*Records provided*:
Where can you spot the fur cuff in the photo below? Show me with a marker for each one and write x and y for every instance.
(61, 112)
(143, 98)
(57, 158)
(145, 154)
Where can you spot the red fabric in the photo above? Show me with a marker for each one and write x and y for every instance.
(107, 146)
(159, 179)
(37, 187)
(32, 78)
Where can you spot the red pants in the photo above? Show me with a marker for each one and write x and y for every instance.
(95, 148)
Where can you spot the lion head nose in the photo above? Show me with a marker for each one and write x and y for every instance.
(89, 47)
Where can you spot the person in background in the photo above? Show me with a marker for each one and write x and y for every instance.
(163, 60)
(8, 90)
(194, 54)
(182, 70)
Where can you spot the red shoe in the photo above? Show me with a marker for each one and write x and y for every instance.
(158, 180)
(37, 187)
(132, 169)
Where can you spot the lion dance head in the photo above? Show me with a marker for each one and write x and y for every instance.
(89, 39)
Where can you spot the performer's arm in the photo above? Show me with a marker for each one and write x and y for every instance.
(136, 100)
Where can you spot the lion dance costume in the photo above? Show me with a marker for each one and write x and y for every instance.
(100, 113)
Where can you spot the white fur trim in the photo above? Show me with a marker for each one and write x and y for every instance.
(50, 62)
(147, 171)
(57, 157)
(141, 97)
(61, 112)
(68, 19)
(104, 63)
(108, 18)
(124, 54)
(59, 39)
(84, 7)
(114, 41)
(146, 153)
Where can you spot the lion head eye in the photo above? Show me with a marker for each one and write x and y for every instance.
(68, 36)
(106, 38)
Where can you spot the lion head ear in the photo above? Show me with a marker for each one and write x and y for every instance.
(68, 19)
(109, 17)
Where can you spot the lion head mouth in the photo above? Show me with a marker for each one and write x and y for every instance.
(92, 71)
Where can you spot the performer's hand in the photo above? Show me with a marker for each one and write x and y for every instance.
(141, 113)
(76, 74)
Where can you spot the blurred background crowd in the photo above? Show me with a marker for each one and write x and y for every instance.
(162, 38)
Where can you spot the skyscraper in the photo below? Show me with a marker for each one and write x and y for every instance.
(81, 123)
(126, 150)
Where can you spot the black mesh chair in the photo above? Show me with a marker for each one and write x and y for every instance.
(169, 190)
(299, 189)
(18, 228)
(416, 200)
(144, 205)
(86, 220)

*Stated goal*:
Rewrite every entry above with "marker" replaced by "pin" wherever it occurs, keeping everything else the same.

*Finished task*:
Where can you spot the fur cuff in the photo below? Show me with a pin for each one and write x and y for every instance.
(61, 112)
(143, 98)
(57, 158)
(145, 154)
Where can you spot the red fabric in the photo above? Show me with a pin for each one and write x and y for every instance.
(107, 146)
(159, 179)
(37, 187)
(32, 78)
Where can you spot the red pants in the photo above? Show me with a pin for each one and write x and y for every instance.
(95, 148)
Where can you spot the lion head nose in the photo above? Show me with a pin for each one and write x and y for every instance.
(89, 47)
Where can you spot the person in background in the photo above? Show me with a pin for each one and write x and y for every instance.
(163, 60)
(8, 90)
(194, 54)
(182, 70)
Where can you spot the red shoe in the photo above? Show me with a pin for each one and write x and y for every instance.
(158, 180)
(37, 187)
(132, 169)
Where can you spot the lion dance head in the photo above? Show me with a pin for each one and write x and y for every instance.
(89, 39)
Where can you spot the performer's arm in the photo above? Show me with a pin for each one and write x and y for every instance.
(136, 100)
Where can you spot the lion dance costume in the photo above? Show me with a pin for each one and write x and y for every instance.
(100, 113)
Where can you spot the white fur trim in the photo above? Show me with a pin for each one and write x and y for every instance.
(50, 62)
(147, 171)
(57, 157)
(141, 97)
(61, 112)
(68, 19)
(104, 63)
(108, 18)
(124, 54)
(59, 39)
(84, 7)
(114, 41)
(146, 153)
Where can you spot the lion head eye in the photo above? Show me with a pin for each one and write x and y for every instance.
(68, 36)
(106, 38)
Where can you spot the lion head ear in the photo above? Show me with a pin for each one and write x and y for every instance.
(68, 19)
(109, 17)
Where can you spot the lion head mouth in the photo above? Show me with a pin for each one and write x and y for every instance.
(92, 71)
Where can you spot the performer's hand in the photo above? Show me with a pin for each one and write x and y for every instance.
(141, 113)
(76, 74)
Where can you spot the blurred background crowd in the photo above? Show me with a pin for each one and write x and y for every instance.
(162, 38)
Where can you spot the skyscraper in the photo below? Show me with a pin for each one and write x and y for every instance.
(81, 123)
(126, 150)
Where can you spot the black mesh chair in the photo above? Show me with a pin for each one and write x and y for every instance.
(169, 190)
(299, 189)
(18, 228)
(416, 200)
(144, 205)
(86, 220)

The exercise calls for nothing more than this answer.